Supplied data START

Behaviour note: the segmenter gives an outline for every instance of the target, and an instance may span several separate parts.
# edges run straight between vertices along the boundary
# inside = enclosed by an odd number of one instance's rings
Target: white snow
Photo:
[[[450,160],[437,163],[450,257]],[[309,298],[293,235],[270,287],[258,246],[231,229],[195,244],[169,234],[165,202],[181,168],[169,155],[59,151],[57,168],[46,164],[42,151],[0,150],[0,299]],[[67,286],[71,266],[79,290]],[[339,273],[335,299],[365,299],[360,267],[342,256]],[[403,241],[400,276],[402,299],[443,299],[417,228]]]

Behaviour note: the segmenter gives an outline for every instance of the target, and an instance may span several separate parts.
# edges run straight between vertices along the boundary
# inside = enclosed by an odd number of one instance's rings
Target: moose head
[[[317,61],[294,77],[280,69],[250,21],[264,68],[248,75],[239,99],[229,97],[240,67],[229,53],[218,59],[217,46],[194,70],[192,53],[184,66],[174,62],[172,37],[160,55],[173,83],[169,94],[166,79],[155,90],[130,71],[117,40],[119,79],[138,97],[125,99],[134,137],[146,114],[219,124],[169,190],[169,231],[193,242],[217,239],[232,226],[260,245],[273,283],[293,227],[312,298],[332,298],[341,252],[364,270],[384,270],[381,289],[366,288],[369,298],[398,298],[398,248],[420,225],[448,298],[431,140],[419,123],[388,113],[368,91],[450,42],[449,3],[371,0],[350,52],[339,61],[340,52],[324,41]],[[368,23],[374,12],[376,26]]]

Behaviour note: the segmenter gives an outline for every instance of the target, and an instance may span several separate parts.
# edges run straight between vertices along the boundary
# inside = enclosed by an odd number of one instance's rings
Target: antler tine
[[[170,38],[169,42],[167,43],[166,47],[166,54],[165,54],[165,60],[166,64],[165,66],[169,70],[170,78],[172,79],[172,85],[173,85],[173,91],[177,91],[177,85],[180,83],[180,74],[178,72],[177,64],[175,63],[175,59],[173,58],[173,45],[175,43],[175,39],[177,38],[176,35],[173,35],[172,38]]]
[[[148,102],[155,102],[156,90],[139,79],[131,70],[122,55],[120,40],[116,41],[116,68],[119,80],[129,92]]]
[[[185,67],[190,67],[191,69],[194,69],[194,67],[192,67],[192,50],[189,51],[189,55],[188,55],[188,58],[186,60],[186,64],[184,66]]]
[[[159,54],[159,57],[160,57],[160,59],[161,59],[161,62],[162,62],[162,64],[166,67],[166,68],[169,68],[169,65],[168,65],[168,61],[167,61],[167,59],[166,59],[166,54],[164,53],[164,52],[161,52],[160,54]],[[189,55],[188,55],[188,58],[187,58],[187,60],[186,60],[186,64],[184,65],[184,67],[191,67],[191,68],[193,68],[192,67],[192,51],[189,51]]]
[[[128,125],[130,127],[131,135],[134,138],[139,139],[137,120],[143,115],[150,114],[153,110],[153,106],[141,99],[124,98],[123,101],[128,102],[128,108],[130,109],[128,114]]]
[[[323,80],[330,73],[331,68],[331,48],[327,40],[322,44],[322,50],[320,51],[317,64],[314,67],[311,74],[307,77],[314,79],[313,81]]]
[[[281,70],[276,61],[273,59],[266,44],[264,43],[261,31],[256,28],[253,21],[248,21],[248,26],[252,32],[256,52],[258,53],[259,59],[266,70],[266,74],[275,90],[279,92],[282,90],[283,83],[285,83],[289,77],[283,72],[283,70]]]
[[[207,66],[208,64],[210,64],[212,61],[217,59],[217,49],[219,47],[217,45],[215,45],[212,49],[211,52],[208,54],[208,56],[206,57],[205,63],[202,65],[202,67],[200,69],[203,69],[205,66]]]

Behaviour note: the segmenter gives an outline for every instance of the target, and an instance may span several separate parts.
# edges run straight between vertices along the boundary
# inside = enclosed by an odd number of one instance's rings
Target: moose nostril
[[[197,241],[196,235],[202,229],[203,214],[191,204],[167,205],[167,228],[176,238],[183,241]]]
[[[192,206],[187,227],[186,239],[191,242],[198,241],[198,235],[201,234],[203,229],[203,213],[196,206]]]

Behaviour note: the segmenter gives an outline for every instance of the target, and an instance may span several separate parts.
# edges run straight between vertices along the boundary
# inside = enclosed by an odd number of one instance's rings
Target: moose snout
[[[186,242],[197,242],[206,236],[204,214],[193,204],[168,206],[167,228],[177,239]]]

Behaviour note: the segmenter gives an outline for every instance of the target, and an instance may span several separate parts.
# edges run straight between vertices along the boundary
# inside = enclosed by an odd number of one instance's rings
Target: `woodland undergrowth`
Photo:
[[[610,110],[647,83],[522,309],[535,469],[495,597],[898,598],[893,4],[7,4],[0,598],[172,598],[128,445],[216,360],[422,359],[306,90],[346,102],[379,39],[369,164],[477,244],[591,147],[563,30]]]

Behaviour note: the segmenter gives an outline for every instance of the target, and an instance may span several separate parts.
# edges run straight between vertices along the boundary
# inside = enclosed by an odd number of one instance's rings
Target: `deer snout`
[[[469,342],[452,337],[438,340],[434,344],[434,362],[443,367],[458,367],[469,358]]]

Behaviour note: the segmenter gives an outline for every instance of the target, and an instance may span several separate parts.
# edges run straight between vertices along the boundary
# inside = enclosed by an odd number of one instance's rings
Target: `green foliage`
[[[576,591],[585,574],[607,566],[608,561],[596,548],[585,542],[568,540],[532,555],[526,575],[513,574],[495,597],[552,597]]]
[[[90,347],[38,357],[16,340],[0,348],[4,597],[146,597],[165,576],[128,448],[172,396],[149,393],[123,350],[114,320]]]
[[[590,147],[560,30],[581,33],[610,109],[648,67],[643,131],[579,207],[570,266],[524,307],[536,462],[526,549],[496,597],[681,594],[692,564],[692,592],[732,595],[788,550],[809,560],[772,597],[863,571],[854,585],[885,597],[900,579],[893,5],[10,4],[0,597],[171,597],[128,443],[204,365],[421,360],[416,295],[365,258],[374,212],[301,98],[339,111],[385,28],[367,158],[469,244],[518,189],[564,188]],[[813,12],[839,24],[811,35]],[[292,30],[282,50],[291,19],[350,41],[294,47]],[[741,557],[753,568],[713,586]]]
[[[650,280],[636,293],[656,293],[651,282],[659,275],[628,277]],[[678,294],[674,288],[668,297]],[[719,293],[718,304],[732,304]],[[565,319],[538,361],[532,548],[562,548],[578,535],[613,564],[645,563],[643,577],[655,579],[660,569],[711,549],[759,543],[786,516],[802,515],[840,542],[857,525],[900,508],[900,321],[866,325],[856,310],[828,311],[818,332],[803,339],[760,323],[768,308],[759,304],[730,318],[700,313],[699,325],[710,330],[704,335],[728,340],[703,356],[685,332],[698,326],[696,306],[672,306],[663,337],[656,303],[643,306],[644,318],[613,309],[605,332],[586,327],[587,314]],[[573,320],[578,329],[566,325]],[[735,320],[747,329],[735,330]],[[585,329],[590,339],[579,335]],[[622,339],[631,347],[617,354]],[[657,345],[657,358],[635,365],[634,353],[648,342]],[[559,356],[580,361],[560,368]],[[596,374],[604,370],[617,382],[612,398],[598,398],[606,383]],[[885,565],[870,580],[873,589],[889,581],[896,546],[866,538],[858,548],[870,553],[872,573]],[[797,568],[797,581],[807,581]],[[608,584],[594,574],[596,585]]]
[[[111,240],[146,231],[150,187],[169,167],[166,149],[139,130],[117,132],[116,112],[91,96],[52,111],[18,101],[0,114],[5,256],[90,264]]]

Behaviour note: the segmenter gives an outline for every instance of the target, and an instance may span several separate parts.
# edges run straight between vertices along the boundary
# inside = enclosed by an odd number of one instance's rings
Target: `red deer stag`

Supplied data END

▸ **Requirement**
The whole listing should be restated word for word.

▸ **Answer to the exercise**
Behaviour note: the segmenter gives an outline for every instance of the target, and an instance may span several separate parts.
# edges run straight between vertices along the boundary
# inside = enclosed by an odd number of one instance's rings
Target: white snow
Photo:
[[[450,160],[437,163],[450,257]],[[309,298],[293,235],[270,287],[258,246],[231,229],[195,244],[169,234],[165,202],[181,168],[169,155],[59,151],[57,168],[46,164],[42,151],[0,150],[0,299]],[[67,286],[71,266],[79,290]],[[339,273],[335,299],[365,299],[360,267],[342,256]],[[403,241],[400,276],[402,299],[443,299],[417,228]]]

Behaviour note: the segmenter gives an outline for every instance of the target, and an instance may span several separate parts.
# edges run straight between vertices along the boundary
# inside = enclosed by an odd number of one instance's rings
Target: moose head
[[[317,61],[294,77],[280,69],[250,21],[264,68],[248,75],[239,99],[229,97],[240,67],[229,53],[218,59],[217,46],[194,70],[192,53],[184,66],[174,62],[172,37],[160,55],[173,83],[169,94],[166,79],[155,90],[130,71],[117,40],[119,79],[138,97],[125,99],[134,137],[146,114],[219,124],[169,190],[169,231],[193,242],[217,239],[232,226],[260,245],[273,283],[293,227],[312,298],[332,298],[341,252],[364,270],[384,270],[381,289],[366,288],[369,298],[398,298],[398,248],[420,225],[448,298],[431,140],[419,123],[388,113],[368,91],[450,42],[449,3],[371,0],[350,52],[339,61],[340,52],[324,41]],[[368,23],[374,12],[376,26]]]

Behaviour note: the segmenter gives an outline for every instance of the target, and an instance may span several separate parts.
# edges run straight between vertices along the boundary
# inside = enclosed by an odd number of one instance's rings
Target: antler tine
[[[170,38],[169,42],[167,43],[166,47],[166,54],[165,54],[165,60],[166,64],[165,66],[169,70],[170,78],[172,79],[172,85],[173,85],[173,91],[177,91],[177,85],[180,83],[180,74],[178,72],[177,64],[175,63],[175,59],[173,58],[173,45],[175,43],[175,39],[177,38],[176,35],[173,35],[172,38]]]
[[[148,102],[155,102],[156,90],[139,79],[131,70],[122,55],[120,40],[116,41],[116,68],[119,80],[129,92]]]
[[[185,67],[190,67],[191,69],[194,69],[194,67],[192,67],[192,50],[189,51],[189,55],[188,55],[188,58],[186,60],[186,64],[184,66]]]
[[[159,54],[159,57],[160,57],[160,59],[161,59],[161,62],[162,62],[162,64],[166,67],[166,68],[169,68],[169,65],[168,65],[168,61],[167,61],[167,59],[166,59],[166,54],[164,53],[164,52],[161,52],[160,54]],[[189,55],[188,55],[188,58],[187,58],[187,60],[186,60],[186,64],[184,65],[184,67],[191,67],[191,68],[193,68],[192,67],[192,51],[189,51]]]
[[[128,125],[130,127],[131,135],[134,138],[139,139],[137,120],[143,115],[150,114],[153,110],[153,106],[141,99],[124,98],[123,101],[128,102],[128,108],[130,109],[128,114]]]
[[[323,80],[330,73],[331,68],[331,48],[327,40],[322,44],[322,50],[320,51],[317,64],[314,67],[311,74],[307,77],[314,79],[313,81]]]
[[[281,70],[276,61],[273,59],[266,44],[264,43],[261,31],[256,28],[253,21],[248,21],[248,26],[252,32],[256,52],[258,53],[259,59],[266,70],[266,74],[275,90],[279,92],[282,90],[283,83],[285,83],[289,77],[283,72],[283,70]]]
[[[207,66],[208,64],[210,64],[212,61],[217,59],[217,49],[219,47],[217,45],[215,45],[212,49],[211,52],[208,54],[208,56],[206,57],[205,63],[202,65],[202,67],[200,69],[203,69],[205,66]]]

Behaviour note: the segmenter gives an outline for every instance of the target, and an instance may span several separate parts.
# edges run straight between vertices along the boundary
# inside = enclosed by an odd number of one instance's rings
Target: moose nostril
[[[197,241],[196,235],[202,229],[203,214],[191,204],[167,205],[167,228],[176,238],[183,241]]]
[[[192,206],[187,227],[186,239],[191,242],[198,241],[198,235],[201,234],[203,229],[203,213],[196,206]]]

Behaviour note: the segmenter gives an outline for every instance of the target, and an instance may span several separate parts.
# edges run straight between vertices along the boundary
# inside = enclosed by an odd number of one instance's rings
Target: moose snout
[[[186,242],[197,242],[206,236],[204,214],[193,204],[168,206],[167,228],[177,239]]]

Behaviour note: the segmenter gives an outline for every instance of the target, and an instance may span several separate parts.
# edges run straight between vertices along the boundary
# inside = enclosed by an odd number of one instance's rings
Target: `woodland undergrowth`
Photo:
[[[610,110],[647,83],[522,309],[535,469],[495,597],[898,598],[893,4],[7,4],[0,598],[172,598],[128,445],[216,360],[422,359],[306,90],[346,102],[379,39],[369,164],[477,244],[591,147],[563,30]]]

Behaviour note: the segmenter gives an outline for every instance of the target, and an instance may span several separate parts.
# edges run straight between vertices along the boundary
# inside = enclosed by an odd number of one instance's rings
Target: `deer snout`
[[[469,342],[452,337],[438,340],[434,344],[434,362],[443,367],[458,367],[469,358]]]

Behaviour note: the segmenter gives an outline for every instance of the target, and an instance may span several separate parts.
# edges run straight between vertices along the boundary
# inside = enclosed by an odd number of one instance's rings
Target: `green foliage`
[[[576,591],[585,574],[607,566],[608,561],[596,548],[585,542],[568,540],[532,555],[526,575],[513,574],[495,597],[552,597]]]
[[[90,347],[38,357],[16,340],[0,348],[4,597],[146,597],[165,576],[128,448],[172,396],[149,393],[123,350],[114,320]]]
[[[590,147],[560,30],[581,33],[610,109],[648,67],[643,131],[579,207],[570,266],[524,307],[536,462],[526,549],[496,597],[681,594],[692,564],[692,592],[732,595],[788,550],[809,560],[772,597],[863,571],[854,585],[885,597],[900,579],[893,5],[10,4],[0,597],[171,597],[128,443],[204,365],[421,360],[416,295],[365,258],[374,212],[301,98],[339,111],[385,28],[367,158],[469,244],[518,189],[564,188]],[[813,12],[839,24],[811,35]],[[292,30],[282,50],[291,19],[350,41],[294,47]],[[741,557],[753,568],[713,586]]]
[[[650,280],[636,293],[656,293],[651,282],[659,275],[628,277]],[[678,294],[674,288],[668,297]],[[719,293],[718,304],[732,304]],[[565,319],[538,361],[532,548],[562,548],[578,535],[613,564],[645,563],[643,577],[655,579],[660,569],[711,549],[759,543],[786,516],[802,515],[840,542],[857,525],[900,508],[900,321],[866,325],[856,310],[828,311],[818,332],[803,339],[760,323],[768,308],[759,304],[730,318],[700,313],[699,325],[710,330],[704,335],[728,340],[703,356],[685,332],[698,326],[696,306],[672,306],[663,337],[656,303],[643,306],[644,318],[613,309],[605,332],[586,327],[587,314]],[[573,320],[578,329],[566,325]],[[735,320],[747,329],[735,330]],[[585,329],[590,339],[579,335]],[[622,339],[631,347],[617,354]],[[657,345],[657,358],[635,365],[634,353],[648,342]],[[559,356],[580,361],[560,368]],[[596,374],[604,370],[617,382],[612,398],[598,398],[606,383]],[[885,565],[870,580],[873,589],[889,581],[896,546],[866,538],[858,548],[870,553],[872,573]],[[797,568],[797,581],[807,581]],[[608,584],[594,574],[596,585]]]
[[[111,240],[146,231],[150,187],[169,167],[166,149],[139,130],[117,132],[116,112],[91,96],[52,111],[18,101],[0,114],[5,256],[90,264]]]

Behaviour note: the segmenter gives an outline for every instance of the target, and an instance may span several separate parts.
# edges run straight between vertices along the boundary
# inside = enclosed by an odd number of one instance's rings
Target: `red deer stag`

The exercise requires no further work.